[The exercise]: Repeat the listing in full, exactly as it stands.

[Entries from a pointing dataset]:
|---|

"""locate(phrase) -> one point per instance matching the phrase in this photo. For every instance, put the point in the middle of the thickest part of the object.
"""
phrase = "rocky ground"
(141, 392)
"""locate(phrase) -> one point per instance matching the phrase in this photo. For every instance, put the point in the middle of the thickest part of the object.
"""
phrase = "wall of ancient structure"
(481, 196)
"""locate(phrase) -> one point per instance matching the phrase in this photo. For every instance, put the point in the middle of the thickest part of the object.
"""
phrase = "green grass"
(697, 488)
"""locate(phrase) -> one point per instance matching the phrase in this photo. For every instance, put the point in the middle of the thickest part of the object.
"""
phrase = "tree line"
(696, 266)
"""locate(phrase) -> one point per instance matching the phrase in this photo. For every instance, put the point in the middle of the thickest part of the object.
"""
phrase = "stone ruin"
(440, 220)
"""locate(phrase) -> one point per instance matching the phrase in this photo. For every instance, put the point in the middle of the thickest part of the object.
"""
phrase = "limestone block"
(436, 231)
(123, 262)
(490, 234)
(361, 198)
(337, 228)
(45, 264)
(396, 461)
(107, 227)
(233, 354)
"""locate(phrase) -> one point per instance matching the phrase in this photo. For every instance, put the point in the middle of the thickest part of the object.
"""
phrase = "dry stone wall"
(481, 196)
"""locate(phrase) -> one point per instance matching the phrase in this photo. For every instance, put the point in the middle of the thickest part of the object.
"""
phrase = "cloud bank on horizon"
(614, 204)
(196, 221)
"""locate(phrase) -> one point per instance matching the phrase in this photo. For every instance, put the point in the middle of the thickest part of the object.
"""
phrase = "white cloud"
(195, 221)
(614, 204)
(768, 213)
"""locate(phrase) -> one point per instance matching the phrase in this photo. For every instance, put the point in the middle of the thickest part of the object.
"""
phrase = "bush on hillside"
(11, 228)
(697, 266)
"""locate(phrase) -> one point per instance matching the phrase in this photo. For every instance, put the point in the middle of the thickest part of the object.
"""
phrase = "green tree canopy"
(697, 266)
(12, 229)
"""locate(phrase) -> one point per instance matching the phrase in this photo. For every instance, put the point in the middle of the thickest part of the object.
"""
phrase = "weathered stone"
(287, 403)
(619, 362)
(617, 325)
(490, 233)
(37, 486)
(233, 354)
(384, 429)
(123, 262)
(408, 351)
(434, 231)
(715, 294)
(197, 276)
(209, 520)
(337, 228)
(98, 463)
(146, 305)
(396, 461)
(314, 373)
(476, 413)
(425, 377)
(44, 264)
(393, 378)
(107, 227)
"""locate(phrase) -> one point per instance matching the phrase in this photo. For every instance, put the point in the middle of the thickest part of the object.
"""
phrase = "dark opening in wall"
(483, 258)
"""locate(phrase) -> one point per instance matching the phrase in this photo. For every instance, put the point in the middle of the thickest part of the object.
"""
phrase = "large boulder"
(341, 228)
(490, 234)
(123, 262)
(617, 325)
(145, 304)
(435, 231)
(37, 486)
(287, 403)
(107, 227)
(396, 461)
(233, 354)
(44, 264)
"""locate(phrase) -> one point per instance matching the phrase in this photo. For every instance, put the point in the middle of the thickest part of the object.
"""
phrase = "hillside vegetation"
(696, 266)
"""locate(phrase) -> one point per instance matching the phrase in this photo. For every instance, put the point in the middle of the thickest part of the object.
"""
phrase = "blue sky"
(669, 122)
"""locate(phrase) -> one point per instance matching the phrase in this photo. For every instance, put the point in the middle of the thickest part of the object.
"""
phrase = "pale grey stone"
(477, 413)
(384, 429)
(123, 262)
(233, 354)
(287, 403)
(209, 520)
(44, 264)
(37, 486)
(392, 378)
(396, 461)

|---|

[Response to this task]:
"""locate(phrase) -> one point per instance matching the phrase in this photo. For every instance, put the point in the middle of the thickest part of the object.
"""
phrase = "rocky ground"
(141, 392)
"""locate(phrase) -> one point per instance matching the phrase in this photo. For every instance, put the point in the middle of the thickest part of the object.
"""
phrase = "wall of ancient structure"
(481, 196)
"""locate(phrase) -> one point per instance matching the phrase in this photo. For every instance, put the point in the middle of the thickest part of the object.
"""
phrase = "green grass"
(697, 488)
"""locate(phrase) -> one point per instance matching the phrase in this photo. For every instance, put the point in the middle of the thickest part of the object.
"""
phrase = "tree line"
(696, 266)
"""locate(phrase) -> one point per instance matching the phrase in this photo. For every instance, put the point in the middle of the thickest part of the object.
"""
phrase = "stone ruin"
(440, 220)
"""locate(phrase) -> one point per instance matching the phrase in this photo. For every instance, put the point in the middle of the thickest part of the object.
"""
phrase = "limestone block"
(436, 231)
(123, 262)
(490, 234)
(361, 198)
(337, 228)
(45, 264)
(396, 461)
(107, 227)
(233, 354)
"""locate(phrase) -> one point per instance matching the phrase in this photo. For every instance, put the point in the middle of the thickest part of the object.
"""
phrase = "dry stone wall"
(481, 196)
"""locate(phrase) -> one point per instance matching the phrase in this photo. For every instance, put the point in the middle of the thickest part of the object.
"""
phrase = "cloud bank on horizon"
(614, 204)
(196, 221)
"""locate(phrase) -> one point per instance matching the phrase in this photo. For every instance, put the point in the middle of the thickest part of the object.
"""
phrase = "white cloud"
(195, 221)
(614, 204)
(768, 213)
"""locate(phrase) -> one point per instance matching the phrase in this photo. For every instance, put the point in the middle of the thickest part of the object.
"""
phrase = "bush on hillside"
(11, 228)
(697, 266)
"""locate(phrase) -> one point per instance matching the phrase in this photo. For every instance, put the point in the middle of the thickest part of the object.
"""
phrase = "green tree canopy"
(697, 266)
(12, 229)
"""locate(phrase) -> one point per instance matching the phrase in this photo. For every instance, put the point in the middle of the thickest part of the object.
"""
phrase = "weathered stone"
(287, 403)
(619, 362)
(617, 325)
(490, 233)
(37, 486)
(233, 354)
(384, 429)
(123, 262)
(408, 351)
(434, 231)
(715, 294)
(197, 276)
(209, 520)
(337, 228)
(98, 463)
(146, 305)
(396, 461)
(314, 373)
(476, 413)
(425, 377)
(44, 264)
(393, 378)
(107, 227)
"""locate(phrase) -> one point per instance matching the phrase in this photo. For every instance, put the point in the middle of the thickest part of the object.
"""
phrase = "dark opening in wall"
(483, 258)
"""locate(phrase) -> one point per instance matching the phrase in this photo. For every instance, put the point in the middle of the thickest part of the object.
"""
phrase = "large boulder"
(341, 228)
(490, 234)
(123, 262)
(617, 325)
(145, 304)
(435, 231)
(37, 486)
(287, 403)
(107, 227)
(396, 461)
(233, 354)
(44, 264)
"""locate(phrase) -> one point per instance matching the phrase in this photo. For every instance, put the point in the middle of the thickest part of the object.
"""
phrase = "hillside vegetation"
(696, 266)
"""locate(phrase) -> one point per instance matching the phrase in this photo. For every instance, put the point in the middle of the thickest part of the object.
"""
phrase = "blue sky"
(669, 122)
"""locate(phrase) -> one point per instance matching the phrase in this photo. For every instance, put the point in the middle of the thickest part of the object.
"""
phrase = "pale grey stone"
(477, 413)
(384, 429)
(123, 262)
(233, 354)
(287, 403)
(209, 520)
(44, 264)
(37, 486)
(392, 378)
(396, 461)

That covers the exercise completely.